Given problem:
Identify every line in the material below that contains the string "above", and copy each of those lines. The match is case-sensitive.

Records to process:
>> Start

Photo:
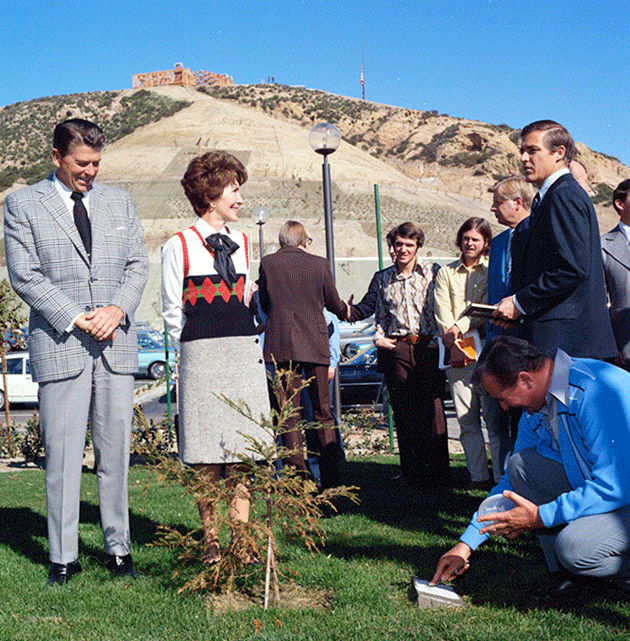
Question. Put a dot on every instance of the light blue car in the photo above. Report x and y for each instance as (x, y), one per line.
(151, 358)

>> End
>> Start

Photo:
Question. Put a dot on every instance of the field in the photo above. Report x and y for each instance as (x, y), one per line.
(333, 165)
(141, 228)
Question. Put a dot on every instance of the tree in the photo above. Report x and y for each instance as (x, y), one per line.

>> End

Exercise response:
Question. Put a dot on every instance of the light blue car in the photo above. Report x and y for each instance as (x, y), one per line.
Question. Put a dot on every instance of the field in the photo above. Report x and y for each instance as (x, y), one per line.
Question. Put a dot on every instance of the tree in the photo above. Report x and y for each instance as (x, y), one per line.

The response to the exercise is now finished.